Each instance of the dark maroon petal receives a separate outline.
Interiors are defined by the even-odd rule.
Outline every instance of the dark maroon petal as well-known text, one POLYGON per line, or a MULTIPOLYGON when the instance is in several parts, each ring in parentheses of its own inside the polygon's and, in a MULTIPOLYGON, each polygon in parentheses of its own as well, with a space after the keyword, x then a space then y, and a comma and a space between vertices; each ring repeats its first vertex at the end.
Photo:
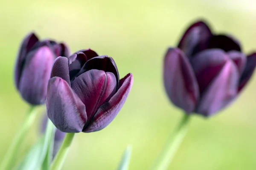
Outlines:
MULTIPOLYGON (((41 131, 42 133, 44 133, 45 130, 46 130, 46 127, 47 125, 47 121, 48 120, 48 116, 47 113, 44 113, 45 114, 44 118, 42 119, 42 124, 41 125, 41 131)), ((55 142, 56 141, 62 141, 64 139, 66 133, 62 132, 58 129, 56 130, 55 132, 55 135, 54 136, 54 141, 55 142)))
POLYGON ((179 49, 169 49, 164 59, 166 90, 176 106, 190 113, 199 98, 198 83, 188 58, 179 49))
POLYGON ((226 54, 219 49, 207 49, 200 52, 191 61, 202 94, 217 76, 227 60, 226 54))
POLYGON ((47 93, 47 113, 56 127, 63 132, 81 132, 87 121, 85 106, 67 81, 51 78, 47 93))
POLYGON ((247 61, 244 72, 239 81, 238 91, 240 92, 244 87, 253 75, 256 67, 256 53, 247 57, 247 61))
POLYGON ((212 36, 210 29, 205 23, 197 22, 186 30, 178 47, 187 57, 190 58, 196 53, 206 49, 206 43, 212 36))
POLYGON ((83 132, 91 132, 101 130, 108 126, 116 117, 123 106, 133 83, 131 73, 120 81, 120 88, 110 100, 100 106, 90 121, 85 127, 83 132))
POLYGON ((236 96, 239 80, 237 68, 232 61, 227 61, 203 94, 195 112, 208 116, 224 108, 236 96))
POLYGON ((90 49, 82 49, 79 51, 79 52, 84 53, 86 56, 88 60, 92 59, 94 57, 99 56, 99 55, 96 52, 90 49))
POLYGON ((17 89, 18 89, 20 75, 25 63, 26 56, 33 46, 38 41, 38 39, 33 32, 29 34, 22 40, 15 67, 15 85, 17 89))
POLYGON ((225 52, 231 50, 241 51, 239 42, 230 36, 215 35, 209 40, 208 49, 221 49, 225 52))
POLYGON ((118 88, 119 73, 116 63, 112 58, 107 55, 102 55, 89 60, 84 65, 78 75, 79 75, 86 71, 92 69, 103 70, 105 72, 113 72, 116 76, 117 82, 116 88, 117 89, 118 88))
POLYGON ((116 85, 113 73, 96 69, 87 71, 72 81, 72 89, 85 105, 88 121, 114 95, 116 85))
POLYGON ((244 54, 236 51, 231 51, 227 53, 227 55, 236 64, 241 75, 246 64, 246 56, 244 54))
POLYGON ((60 77, 66 81, 70 85, 67 58, 65 57, 58 57, 55 60, 51 74, 51 78, 53 77, 60 77))
POLYGON ((59 44, 61 47, 61 55, 62 57, 69 57, 70 55, 70 50, 68 46, 65 43, 62 43, 59 44))
POLYGON ((73 80, 77 76, 77 74, 87 61, 85 55, 79 52, 73 54, 68 58, 70 80, 73 80))
POLYGON ((47 46, 29 53, 20 77, 19 89, 23 98, 38 105, 45 103, 47 84, 55 55, 47 46))

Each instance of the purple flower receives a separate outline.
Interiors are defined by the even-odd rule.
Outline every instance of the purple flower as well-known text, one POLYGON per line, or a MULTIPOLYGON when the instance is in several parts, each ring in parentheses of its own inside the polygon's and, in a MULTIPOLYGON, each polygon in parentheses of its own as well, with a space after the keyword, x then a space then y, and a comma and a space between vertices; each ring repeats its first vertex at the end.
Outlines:
POLYGON ((204 22, 190 26, 164 59, 164 80, 171 101, 186 113, 205 116, 224 108, 239 94, 256 66, 234 37, 216 35, 204 22))
POLYGON ((15 84, 22 98, 32 105, 45 102, 48 81, 54 60, 67 56, 69 50, 64 43, 45 40, 39 41, 33 33, 21 43, 15 70, 15 84))
MULTIPOLYGON (((43 133, 44 133, 46 130, 46 126, 48 119, 48 116, 47 116, 46 113, 45 113, 45 116, 44 117, 44 118, 42 119, 41 127, 41 132, 43 133)), ((66 133, 61 132, 58 129, 56 130, 54 135, 53 150, 52 150, 52 158, 54 158, 57 153, 58 153, 58 152, 62 144, 62 141, 64 139, 65 135, 66 133)))
POLYGON ((91 132, 106 127, 123 105, 133 83, 131 73, 119 80, 113 60, 81 50, 55 61, 49 80, 47 112, 66 133, 91 132))

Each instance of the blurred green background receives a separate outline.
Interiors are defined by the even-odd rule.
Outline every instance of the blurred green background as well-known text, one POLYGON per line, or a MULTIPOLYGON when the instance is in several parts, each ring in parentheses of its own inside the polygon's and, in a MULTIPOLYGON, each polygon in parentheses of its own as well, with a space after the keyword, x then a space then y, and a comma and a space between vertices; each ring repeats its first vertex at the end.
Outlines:
MULTIPOLYGON (((113 57, 120 77, 134 84, 107 128, 76 135, 64 170, 115 170, 128 144, 131 170, 147 170, 183 114, 169 101, 163 55, 191 22, 204 18, 218 32, 235 35, 246 52, 256 50, 256 3, 244 0, 6 0, 0 5, 0 160, 29 107, 13 84, 21 40, 31 31, 63 40, 72 52, 87 48, 113 57)), ((230 107, 209 119, 195 115, 169 170, 255 170, 256 74, 230 107)), ((44 110, 43 107, 41 108, 44 110)), ((40 134, 43 114, 17 156, 40 134)))

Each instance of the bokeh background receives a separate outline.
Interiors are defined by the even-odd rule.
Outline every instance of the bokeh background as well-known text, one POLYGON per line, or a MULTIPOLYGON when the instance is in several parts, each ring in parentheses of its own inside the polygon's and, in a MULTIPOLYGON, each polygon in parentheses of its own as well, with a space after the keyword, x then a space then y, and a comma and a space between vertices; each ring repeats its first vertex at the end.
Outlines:
MULTIPOLYGON (((72 52, 87 48, 112 57, 120 77, 134 84, 124 107, 103 130, 78 134, 63 170, 115 170, 128 144, 131 170, 148 170, 183 113, 163 85, 163 55, 191 22, 208 21, 217 32, 256 50, 254 0, 11 0, 0 5, 0 160, 25 117, 28 105, 13 84, 20 41, 34 31, 63 40, 72 52)), ((195 115, 169 170, 255 170, 256 74, 229 108, 209 119, 195 115)), ((41 107, 43 111, 44 107, 41 107)), ((37 141, 39 115, 18 160, 37 141)))

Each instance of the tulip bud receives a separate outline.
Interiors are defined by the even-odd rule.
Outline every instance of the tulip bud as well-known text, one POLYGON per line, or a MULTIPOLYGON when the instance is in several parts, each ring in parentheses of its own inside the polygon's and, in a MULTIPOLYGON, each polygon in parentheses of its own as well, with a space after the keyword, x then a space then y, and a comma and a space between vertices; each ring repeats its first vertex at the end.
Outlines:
☆ ☆ ☆ ☆
Requirements =>
Convert all of the data above into a numbered list with one line per item, skipping blank lines and leaving out the pictures.

Final answer =>
1. Each instance of the dark maroon petal receives a separate outline.
2. Interiors are defined by the even-odd rule.
3. Outline every instance of the dark maroon petal as well-known text, one POLYGON per line, or a MULTIPOLYGON when the instance is in several parts, each ring in parentheses of its own inside the polygon's and, in a MULTIPOLYGON, each polygon in parentheses of its own as well, with a space after the keyword, x then a space then y, and a comma and a space between vertices; each ring repeats its first vertex at the end.
4. Photo:
5. Outlines:
6. MULTIPOLYGON (((41 131, 42 133, 44 133, 45 130, 46 130, 46 127, 47 125, 47 121, 48 120, 48 116, 47 113, 44 113, 45 114, 44 118, 42 119, 42 124, 41 125, 41 131)), ((55 142, 56 141, 62 141, 64 139, 66 133, 62 132, 58 129, 56 130, 55 132, 55 135, 54 136, 54 141, 55 142)))
7. POLYGON ((179 49, 169 49, 164 59, 166 90, 176 106, 190 113, 199 98, 198 83, 188 58, 179 49))
8. POLYGON ((226 54, 219 49, 207 49, 200 52, 191 61, 202 94, 217 76, 227 60, 226 54))
9. POLYGON ((47 93, 47 113, 56 127, 63 132, 81 132, 87 121, 85 106, 67 81, 51 78, 47 93))
10. POLYGON ((247 61, 244 72, 239 81, 238 91, 240 92, 244 87, 253 75, 256 67, 256 53, 247 57, 247 61))
11. POLYGON ((212 36, 210 29, 205 23, 197 22, 186 30, 178 47, 187 57, 190 58, 196 53, 206 49, 206 43, 212 36))
12. POLYGON ((83 132, 91 132, 101 130, 108 126, 116 117, 123 106, 133 83, 131 73, 120 81, 120 88, 110 100, 100 106, 90 121, 85 127, 83 132))
13. POLYGON ((236 96, 239 80, 237 68, 232 61, 227 61, 203 94, 195 112, 208 116, 224 108, 236 96))
14. POLYGON ((90 49, 82 49, 79 51, 79 52, 84 53, 86 56, 88 60, 92 59, 94 57, 99 56, 99 55, 96 52, 90 49))
15. POLYGON ((17 89, 18 89, 20 75, 25 63, 26 56, 33 46, 38 41, 38 39, 33 32, 29 34, 22 40, 15 67, 15 85, 17 89))
16. POLYGON ((225 52, 231 50, 241 51, 239 42, 230 36, 215 35, 209 40, 208 49, 221 49, 225 52))
17. POLYGON ((118 88, 119 73, 116 63, 112 58, 107 55, 102 55, 89 60, 84 65, 78 75, 79 75, 86 71, 92 69, 103 70, 105 72, 113 72, 116 76, 117 82, 116 88, 117 89, 118 88))
18. POLYGON ((116 85, 113 73, 96 69, 87 71, 72 81, 72 89, 85 105, 88 121, 114 95, 116 85))
19. POLYGON ((244 54, 236 51, 231 51, 227 53, 227 55, 236 64, 241 75, 246 64, 246 56, 244 54))
20. POLYGON ((60 77, 66 81, 70 85, 67 58, 65 57, 58 57, 55 60, 51 74, 51 78, 53 77, 60 77))
21. POLYGON ((59 44, 61 47, 61 55, 62 57, 69 57, 70 55, 70 50, 68 46, 65 43, 62 43, 59 44))
22. POLYGON ((73 80, 77 76, 77 74, 87 61, 85 55, 79 52, 73 54, 68 58, 70 80, 73 80))
23. POLYGON ((47 46, 29 53, 20 77, 19 89, 23 98, 38 105, 45 103, 47 84, 55 55, 47 46))
24. Each instance of the purple flower receives a separate outline.
25. Interiors are defined by the even-odd rule.
26. Outline every instance of the purple flower as well-known text, one POLYGON per line, or a MULTIPOLYGON when the instance is in several parts, each ring in parentheses of its own inside the polygon's and, in a MULTIPOLYGON, each polygon in parentheses of its own as well, with a space after the keyword, x then a space then y, and a comma and a space between vertices; each ring repeats its first vertex at the end.
27. Outlines:
28. POLYGON ((204 22, 190 26, 164 59, 164 80, 171 101, 186 113, 205 116, 224 108, 239 94, 256 66, 234 37, 216 35, 204 22))
29. POLYGON ((15 84, 22 98, 32 105, 45 102, 48 81, 54 60, 67 56, 69 50, 64 43, 45 40, 39 41, 33 33, 21 43, 15 70, 15 84))
30. MULTIPOLYGON (((43 133, 44 133, 46 130, 46 126, 48 119, 48 116, 47 116, 46 113, 45 113, 45 116, 44 117, 44 118, 42 119, 41 127, 41 132, 43 133)), ((66 133, 61 132, 58 129, 56 130, 54 135, 53 150, 52 150, 52 158, 54 158, 57 153, 58 153, 58 152, 62 144, 62 141, 64 139, 65 135, 66 133)))
31. POLYGON ((91 132, 106 127, 123 105, 133 83, 131 73, 119 80, 113 60, 81 50, 55 61, 49 80, 47 112, 66 133, 91 132))
32. Each instance of the blurred green background receives a separate outline.
33. Interiors are defined by the even-odd rule.
34. Outline every instance of the blurred green background as well-known text, one POLYGON per line, or a MULTIPOLYGON when the instance is in several parts, each ring in parentheses of its own inside the polygon's and, in a MULTIPOLYGON, each polygon in parentheses of its own as well, with a space after the keyword, x then a space then y, and a comma and a space between vertices; each ring repeats its first vertex at the end.
35. Outlines:
36. MULTIPOLYGON (((113 57, 120 77, 134 84, 107 128, 76 135, 64 170, 115 170, 128 144, 131 170, 147 170, 183 114, 169 101, 163 55, 191 22, 204 18, 218 32, 235 35, 246 52, 256 50, 256 3, 244 0, 6 0, 0 5, 0 160, 29 107, 13 84, 21 40, 31 31, 63 40, 72 52, 87 48, 113 57)), ((230 107, 209 119, 195 115, 169 170, 255 170, 256 74, 230 107)), ((44 110, 43 107, 41 108, 44 110)), ((40 134, 43 114, 17 156, 40 134)))
37. Each instance of the bokeh background receives a separate outline.
38. Interiors are defined by the even-odd rule.
39. Outline every instance of the bokeh background as well-known text, one POLYGON per line, or a MULTIPOLYGON when the instance is in several parts, each ring in parentheses of its own inside the polygon's and, in a MULTIPOLYGON, each polygon in parentheses of its own as well, with a space after the keyword, x then a space then y, and a comma and a space between vertices; each ring repeats its first vertex at the end.
40. Outlines:
41. MULTIPOLYGON (((72 52, 87 48, 112 57, 120 77, 134 84, 124 107, 103 130, 78 134, 63 170, 115 170, 128 144, 131 170, 148 170, 183 113, 163 85, 163 55, 191 22, 208 21, 217 32, 256 50, 254 0, 11 0, 0 5, 0 160, 25 117, 28 105, 13 84, 20 41, 34 31, 63 40, 72 52)), ((195 115, 169 170, 255 170, 256 74, 229 108, 209 119, 195 115)), ((41 107, 43 111, 44 107, 41 107)), ((37 141, 39 115, 18 160, 37 141)))
42. Each instance of the tulip bud receives a separate outline.
43. Interiors are defined by the even-odd rule.
44. Outline every instance of the tulip bud as well-known text, one POLYGON per line, or a MULTIPOLYGON when the instance is in several parts, each ring in parentheses of its own inside the polygon's and, in a MULTIPOLYGON, each polygon in parentheses of its own as well, with a space after the keyword, x then a space then y, and a comma and a space between vertices; each ring repeats its first vertex at the end.
45. Outlines:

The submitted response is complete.